Exercise =>
Set down only what runs from the line containing "the larva head" through the last line of the data, exactly as it reads.

Data for this exercise =>
---+---
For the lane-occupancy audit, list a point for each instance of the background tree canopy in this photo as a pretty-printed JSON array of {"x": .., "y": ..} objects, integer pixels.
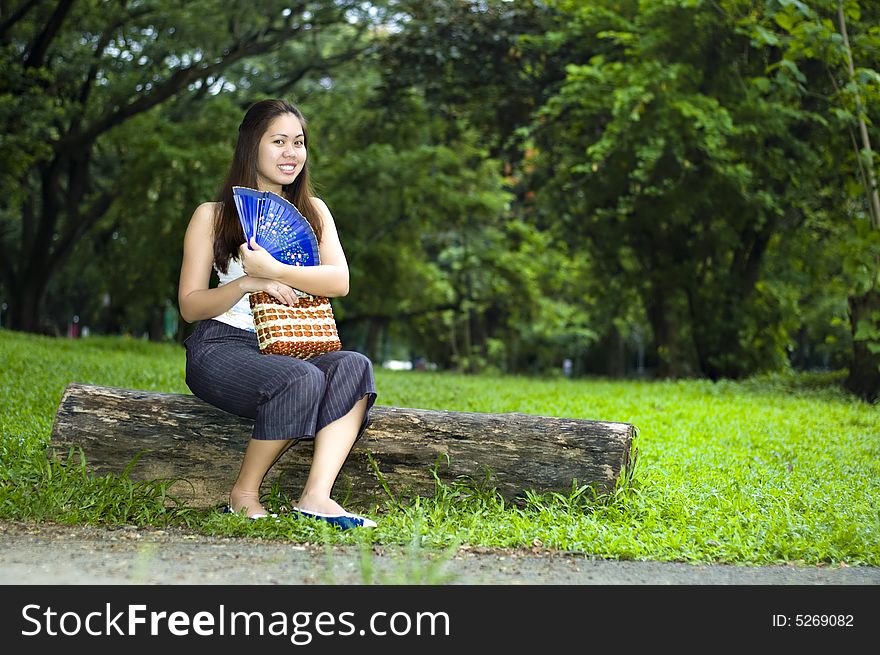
[{"x": 682, "y": 188}]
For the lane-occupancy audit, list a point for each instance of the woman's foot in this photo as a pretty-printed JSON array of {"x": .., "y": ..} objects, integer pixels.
[
  {"x": 327, "y": 509},
  {"x": 247, "y": 502},
  {"x": 319, "y": 505}
]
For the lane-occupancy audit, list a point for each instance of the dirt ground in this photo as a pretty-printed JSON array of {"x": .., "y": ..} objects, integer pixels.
[{"x": 42, "y": 554}]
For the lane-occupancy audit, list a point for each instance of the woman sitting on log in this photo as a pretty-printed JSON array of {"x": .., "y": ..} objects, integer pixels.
[{"x": 326, "y": 398}]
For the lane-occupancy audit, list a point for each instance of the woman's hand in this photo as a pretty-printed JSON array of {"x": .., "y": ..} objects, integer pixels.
[
  {"x": 257, "y": 262},
  {"x": 278, "y": 290}
]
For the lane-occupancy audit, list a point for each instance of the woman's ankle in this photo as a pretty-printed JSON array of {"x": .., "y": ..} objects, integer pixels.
[{"x": 319, "y": 503}]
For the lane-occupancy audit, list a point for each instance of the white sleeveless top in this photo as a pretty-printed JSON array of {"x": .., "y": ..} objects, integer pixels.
[{"x": 240, "y": 314}]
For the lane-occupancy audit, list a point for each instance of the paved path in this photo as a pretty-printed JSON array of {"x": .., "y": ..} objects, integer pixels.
[{"x": 40, "y": 554}]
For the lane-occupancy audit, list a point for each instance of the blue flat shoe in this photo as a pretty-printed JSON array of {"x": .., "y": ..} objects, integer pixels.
[
  {"x": 345, "y": 521},
  {"x": 253, "y": 517}
]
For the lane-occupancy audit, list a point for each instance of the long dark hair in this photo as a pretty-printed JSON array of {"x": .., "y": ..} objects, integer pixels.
[{"x": 228, "y": 234}]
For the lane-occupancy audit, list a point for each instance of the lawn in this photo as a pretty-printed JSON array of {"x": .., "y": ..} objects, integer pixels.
[{"x": 782, "y": 468}]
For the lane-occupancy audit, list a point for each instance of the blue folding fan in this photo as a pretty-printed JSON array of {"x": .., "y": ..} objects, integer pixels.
[{"x": 277, "y": 226}]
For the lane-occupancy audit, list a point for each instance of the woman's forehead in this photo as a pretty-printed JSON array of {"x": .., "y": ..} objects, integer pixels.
[{"x": 286, "y": 124}]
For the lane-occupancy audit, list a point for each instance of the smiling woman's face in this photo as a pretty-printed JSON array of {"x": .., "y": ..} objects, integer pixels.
[{"x": 282, "y": 153}]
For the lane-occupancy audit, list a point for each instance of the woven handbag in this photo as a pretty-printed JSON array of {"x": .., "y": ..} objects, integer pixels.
[{"x": 303, "y": 330}]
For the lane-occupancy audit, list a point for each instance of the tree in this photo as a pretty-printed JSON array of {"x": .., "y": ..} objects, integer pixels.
[
  {"x": 74, "y": 73},
  {"x": 677, "y": 153}
]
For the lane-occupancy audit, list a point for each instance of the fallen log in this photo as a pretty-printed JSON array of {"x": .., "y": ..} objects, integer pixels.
[{"x": 180, "y": 437}]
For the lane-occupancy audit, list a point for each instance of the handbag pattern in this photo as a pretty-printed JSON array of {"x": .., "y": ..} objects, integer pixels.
[{"x": 303, "y": 330}]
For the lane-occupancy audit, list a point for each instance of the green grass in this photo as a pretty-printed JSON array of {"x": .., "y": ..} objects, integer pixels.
[{"x": 767, "y": 470}]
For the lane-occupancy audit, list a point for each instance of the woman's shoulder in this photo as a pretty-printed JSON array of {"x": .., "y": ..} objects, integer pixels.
[{"x": 206, "y": 212}]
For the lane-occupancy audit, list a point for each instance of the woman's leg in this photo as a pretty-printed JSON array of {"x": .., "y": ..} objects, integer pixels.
[
  {"x": 260, "y": 456},
  {"x": 333, "y": 442}
]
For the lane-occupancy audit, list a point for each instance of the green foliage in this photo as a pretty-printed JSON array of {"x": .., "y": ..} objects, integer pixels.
[{"x": 779, "y": 468}]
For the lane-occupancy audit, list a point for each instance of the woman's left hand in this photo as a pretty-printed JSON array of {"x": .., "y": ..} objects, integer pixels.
[{"x": 257, "y": 262}]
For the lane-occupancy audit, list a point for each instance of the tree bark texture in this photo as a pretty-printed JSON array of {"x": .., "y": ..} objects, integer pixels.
[
  {"x": 178, "y": 436},
  {"x": 864, "y": 371}
]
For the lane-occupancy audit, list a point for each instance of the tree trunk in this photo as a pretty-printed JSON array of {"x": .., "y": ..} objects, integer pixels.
[
  {"x": 864, "y": 372},
  {"x": 672, "y": 361},
  {"x": 24, "y": 305},
  {"x": 179, "y": 437}
]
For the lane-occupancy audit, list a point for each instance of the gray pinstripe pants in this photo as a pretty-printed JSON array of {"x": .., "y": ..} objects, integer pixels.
[{"x": 287, "y": 397}]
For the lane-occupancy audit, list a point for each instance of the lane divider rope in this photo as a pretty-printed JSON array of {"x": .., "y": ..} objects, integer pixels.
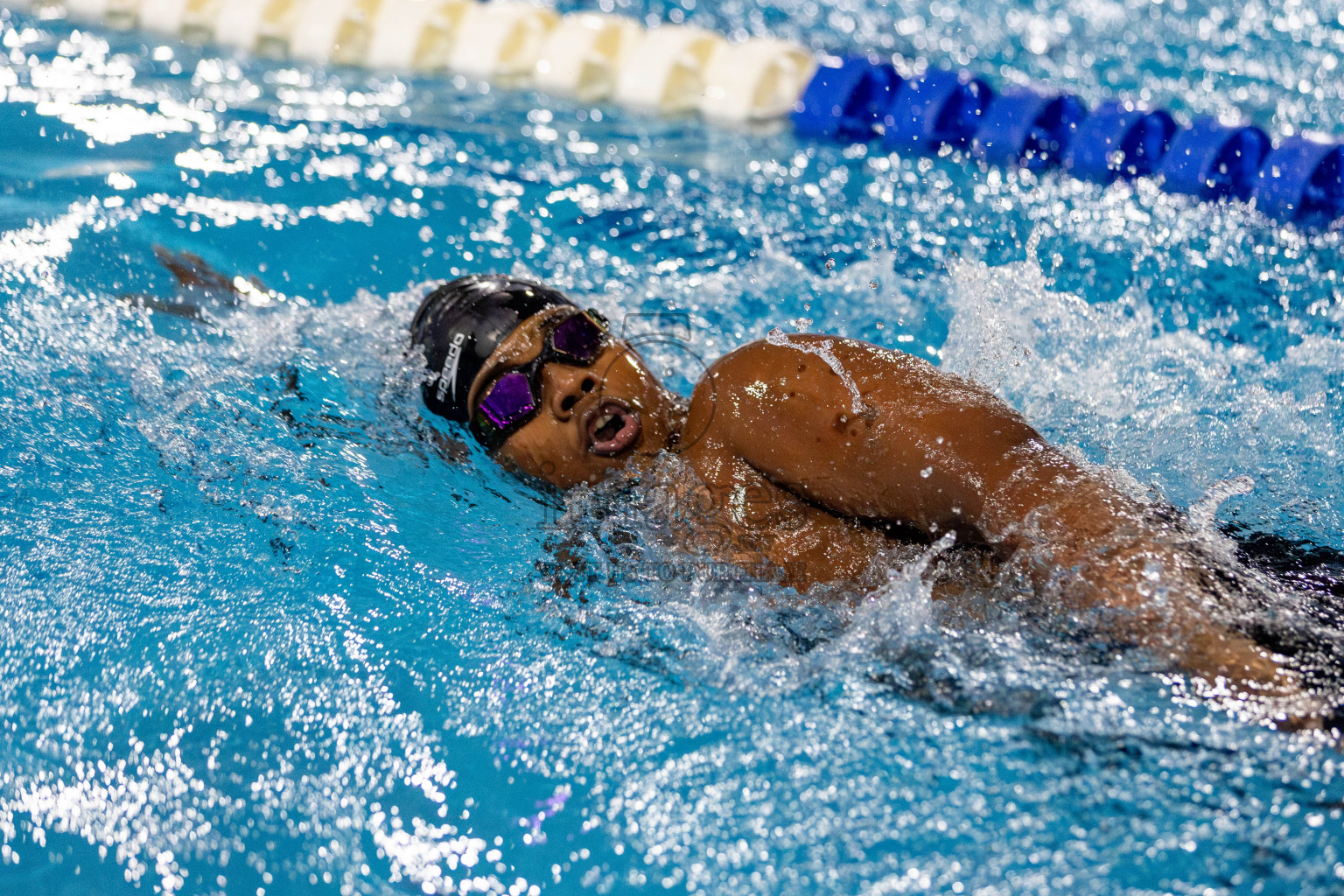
[{"x": 680, "y": 69}]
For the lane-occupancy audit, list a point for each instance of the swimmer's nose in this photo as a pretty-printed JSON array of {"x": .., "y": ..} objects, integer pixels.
[{"x": 564, "y": 386}]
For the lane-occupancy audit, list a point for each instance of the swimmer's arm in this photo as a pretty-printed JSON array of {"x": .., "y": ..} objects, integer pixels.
[
  {"x": 917, "y": 444},
  {"x": 937, "y": 452}
]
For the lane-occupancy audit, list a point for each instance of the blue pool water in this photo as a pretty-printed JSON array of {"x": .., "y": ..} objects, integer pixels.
[{"x": 262, "y": 634}]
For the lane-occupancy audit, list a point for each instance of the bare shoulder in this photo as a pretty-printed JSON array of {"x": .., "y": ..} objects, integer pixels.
[{"x": 800, "y": 359}]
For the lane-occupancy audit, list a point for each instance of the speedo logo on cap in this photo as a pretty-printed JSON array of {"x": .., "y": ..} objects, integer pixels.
[{"x": 448, "y": 375}]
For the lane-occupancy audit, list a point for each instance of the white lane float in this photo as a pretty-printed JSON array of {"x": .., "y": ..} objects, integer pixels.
[
  {"x": 756, "y": 80},
  {"x": 584, "y": 54},
  {"x": 413, "y": 35},
  {"x": 500, "y": 39},
  {"x": 664, "y": 72}
]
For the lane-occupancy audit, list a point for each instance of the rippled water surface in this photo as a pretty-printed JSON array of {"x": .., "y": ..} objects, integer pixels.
[{"x": 263, "y": 633}]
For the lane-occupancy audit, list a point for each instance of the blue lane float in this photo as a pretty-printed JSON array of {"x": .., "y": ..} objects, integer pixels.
[
  {"x": 941, "y": 108},
  {"x": 1040, "y": 128},
  {"x": 847, "y": 101},
  {"x": 1028, "y": 128},
  {"x": 1120, "y": 140},
  {"x": 1301, "y": 178},
  {"x": 1213, "y": 160}
]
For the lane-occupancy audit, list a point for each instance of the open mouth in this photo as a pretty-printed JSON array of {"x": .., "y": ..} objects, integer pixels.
[{"x": 613, "y": 427}]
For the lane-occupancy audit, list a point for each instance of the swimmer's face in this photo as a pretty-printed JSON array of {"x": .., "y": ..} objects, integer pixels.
[{"x": 591, "y": 421}]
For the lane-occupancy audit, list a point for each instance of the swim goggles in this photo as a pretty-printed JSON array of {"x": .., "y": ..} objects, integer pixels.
[{"x": 515, "y": 398}]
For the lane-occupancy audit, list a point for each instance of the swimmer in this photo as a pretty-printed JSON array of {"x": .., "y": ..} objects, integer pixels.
[
  {"x": 812, "y": 456},
  {"x": 844, "y": 439}
]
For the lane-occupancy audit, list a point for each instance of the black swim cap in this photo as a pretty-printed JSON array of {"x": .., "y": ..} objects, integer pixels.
[{"x": 461, "y": 323}]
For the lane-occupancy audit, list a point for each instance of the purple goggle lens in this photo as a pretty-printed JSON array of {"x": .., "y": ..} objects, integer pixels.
[
  {"x": 578, "y": 338},
  {"x": 508, "y": 401}
]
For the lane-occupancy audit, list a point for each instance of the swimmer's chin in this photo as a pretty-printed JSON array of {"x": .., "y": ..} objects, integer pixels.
[{"x": 612, "y": 427}]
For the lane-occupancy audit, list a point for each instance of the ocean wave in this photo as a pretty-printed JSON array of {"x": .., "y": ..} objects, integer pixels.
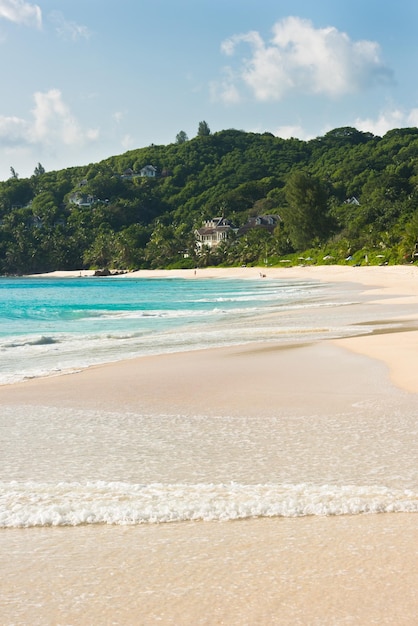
[
  {"x": 24, "y": 505},
  {"x": 43, "y": 340}
]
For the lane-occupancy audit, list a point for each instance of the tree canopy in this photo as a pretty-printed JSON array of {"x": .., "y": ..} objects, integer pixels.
[{"x": 348, "y": 194}]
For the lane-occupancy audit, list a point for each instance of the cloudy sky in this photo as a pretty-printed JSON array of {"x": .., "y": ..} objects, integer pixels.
[{"x": 82, "y": 80}]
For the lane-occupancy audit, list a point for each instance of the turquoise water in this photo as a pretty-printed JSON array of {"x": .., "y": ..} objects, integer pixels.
[
  {"x": 49, "y": 325},
  {"x": 76, "y": 466}
]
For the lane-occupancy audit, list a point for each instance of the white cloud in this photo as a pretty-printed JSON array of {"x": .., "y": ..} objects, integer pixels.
[
  {"x": 288, "y": 132},
  {"x": 127, "y": 142},
  {"x": 304, "y": 59},
  {"x": 67, "y": 29},
  {"x": 386, "y": 121},
  {"x": 21, "y": 12},
  {"x": 52, "y": 124}
]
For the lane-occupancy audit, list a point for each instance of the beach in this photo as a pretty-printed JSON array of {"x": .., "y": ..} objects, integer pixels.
[{"x": 252, "y": 414}]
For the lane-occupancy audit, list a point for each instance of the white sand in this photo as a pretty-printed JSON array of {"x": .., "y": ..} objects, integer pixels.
[{"x": 351, "y": 569}]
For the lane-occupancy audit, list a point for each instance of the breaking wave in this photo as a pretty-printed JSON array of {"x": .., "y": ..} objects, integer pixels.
[{"x": 24, "y": 505}]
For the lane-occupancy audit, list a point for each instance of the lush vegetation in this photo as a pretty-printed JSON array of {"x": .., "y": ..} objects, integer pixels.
[{"x": 346, "y": 197}]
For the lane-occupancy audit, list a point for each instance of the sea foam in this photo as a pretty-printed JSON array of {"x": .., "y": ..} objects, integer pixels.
[{"x": 24, "y": 505}]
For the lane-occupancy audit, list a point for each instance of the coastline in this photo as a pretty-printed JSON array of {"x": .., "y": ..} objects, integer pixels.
[
  {"x": 396, "y": 285},
  {"x": 314, "y": 569}
]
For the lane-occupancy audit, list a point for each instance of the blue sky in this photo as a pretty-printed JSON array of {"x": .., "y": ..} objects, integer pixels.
[{"x": 82, "y": 80}]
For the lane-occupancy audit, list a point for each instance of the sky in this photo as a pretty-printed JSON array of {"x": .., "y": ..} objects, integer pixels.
[{"x": 83, "y": 80}]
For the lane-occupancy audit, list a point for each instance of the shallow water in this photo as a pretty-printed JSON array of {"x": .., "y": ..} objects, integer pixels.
[
  {"x": 49, "y": 326},
  {"x": 86, "y": 494}
]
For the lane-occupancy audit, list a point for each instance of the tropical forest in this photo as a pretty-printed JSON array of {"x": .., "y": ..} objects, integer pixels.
[{"x": 348, "y": 197}]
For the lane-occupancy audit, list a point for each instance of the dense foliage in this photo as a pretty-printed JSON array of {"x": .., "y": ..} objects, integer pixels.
[{"x": 348, "y": 196}]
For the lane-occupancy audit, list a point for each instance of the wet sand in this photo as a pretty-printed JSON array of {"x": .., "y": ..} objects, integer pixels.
[{"x": 312, "y": 570}]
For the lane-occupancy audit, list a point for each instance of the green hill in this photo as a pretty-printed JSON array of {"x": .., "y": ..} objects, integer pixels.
[{"x": 345, "y": 197}]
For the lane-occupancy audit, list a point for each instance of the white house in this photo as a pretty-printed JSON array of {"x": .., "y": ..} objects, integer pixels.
[
  {"x": 213, "y": 232},
  {"x": 149, "y": 170}
]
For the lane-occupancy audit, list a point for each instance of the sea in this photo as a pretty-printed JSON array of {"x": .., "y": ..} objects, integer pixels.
[
  {"x": 81, "y": 471},
  {"x": 49, "y": 326}
]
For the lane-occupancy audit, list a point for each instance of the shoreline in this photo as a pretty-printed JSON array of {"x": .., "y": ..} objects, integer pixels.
[
  {"x": 333, "y": 411},
  {"x": 383, "y": 285}
]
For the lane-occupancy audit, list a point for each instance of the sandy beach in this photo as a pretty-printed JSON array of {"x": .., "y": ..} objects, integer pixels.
[{"x": 311, "y": 570}]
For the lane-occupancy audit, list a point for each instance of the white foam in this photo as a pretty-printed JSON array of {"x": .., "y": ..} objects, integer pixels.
[{"x": 72, "y": 504}]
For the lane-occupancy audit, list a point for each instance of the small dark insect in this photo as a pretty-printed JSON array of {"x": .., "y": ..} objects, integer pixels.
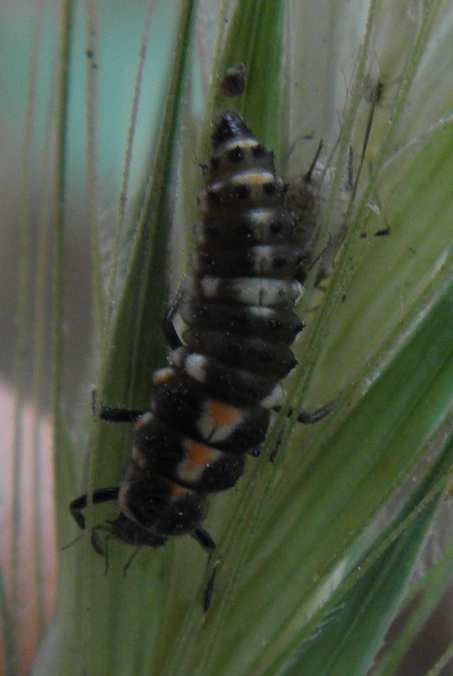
[
  {"x": 211, "y": 407},
  {"x": 233, "y": 81},
  {"x": 383, "y": 232}
]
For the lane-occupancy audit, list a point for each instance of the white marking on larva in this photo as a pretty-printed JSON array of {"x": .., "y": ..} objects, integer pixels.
[
  {"x": 163, "y": 375},
  {"x": 262, "y": 262},
  {"x": 254, "y": 179},
  {"x": 195, "y": 366},
  {"x": 189, "y": 287},
  {"x": 275, "y": 398},
  {"x": 242, "y": 143},
  {"x": 263, "y": 291},
  {"x": 261, "y": 312},
  {"x": 191, "y": 472},
  {"x": 176, "y": 357},
  {"x": 261, "y": 215}
]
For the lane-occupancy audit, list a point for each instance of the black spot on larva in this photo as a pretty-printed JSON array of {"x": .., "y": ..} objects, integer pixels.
[
  {"x": 214, "y": 163},
  {"x": 279, "y": 262},
  {"x": 214, "y": 196},
  {"x": 259, "y": 151},
  {"x": 242, "y": 191},
  {"x": 270, "y": 188},
  {"x": 212, "y": 230},
  {"x": 236, "y": 155}
]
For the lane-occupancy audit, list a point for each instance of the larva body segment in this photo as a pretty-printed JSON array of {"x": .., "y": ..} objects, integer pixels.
[{"x": 213, "y": 404}]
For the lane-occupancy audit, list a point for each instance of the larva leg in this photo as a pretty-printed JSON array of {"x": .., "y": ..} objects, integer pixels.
[
  {"x": 110, "y": 414},
  {"x": 311, "y": 417},
  {"x": 101, "y": 495},
  {"x": 168, "y": 326}
]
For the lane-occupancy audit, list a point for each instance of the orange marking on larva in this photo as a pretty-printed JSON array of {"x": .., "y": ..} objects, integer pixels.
[
  {"x": 163, "y": 376},
  {"x": 175, "y": 490},
  {"x": 197, "y": 454},
  {"x": 222, "y": 414}
]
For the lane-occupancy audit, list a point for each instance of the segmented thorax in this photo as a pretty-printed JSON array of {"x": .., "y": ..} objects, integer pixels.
[{"x": 248, "y": 268}]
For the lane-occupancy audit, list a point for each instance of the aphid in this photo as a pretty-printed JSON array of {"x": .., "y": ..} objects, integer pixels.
[
  {"x": 233, "y": 81},
  {"x": 211, "y": 406}
]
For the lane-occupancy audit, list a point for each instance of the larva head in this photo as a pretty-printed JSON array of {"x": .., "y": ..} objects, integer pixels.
[{"x": 241, "y": 171}]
---+---
Response =>
For the lane-occupancy audit, list a point for each instance of the larva head in this photo as a pretty-printed JSON array of {"x": .., "y": ..} objects, integer pixels.
[{"x": 241, "y": 171}]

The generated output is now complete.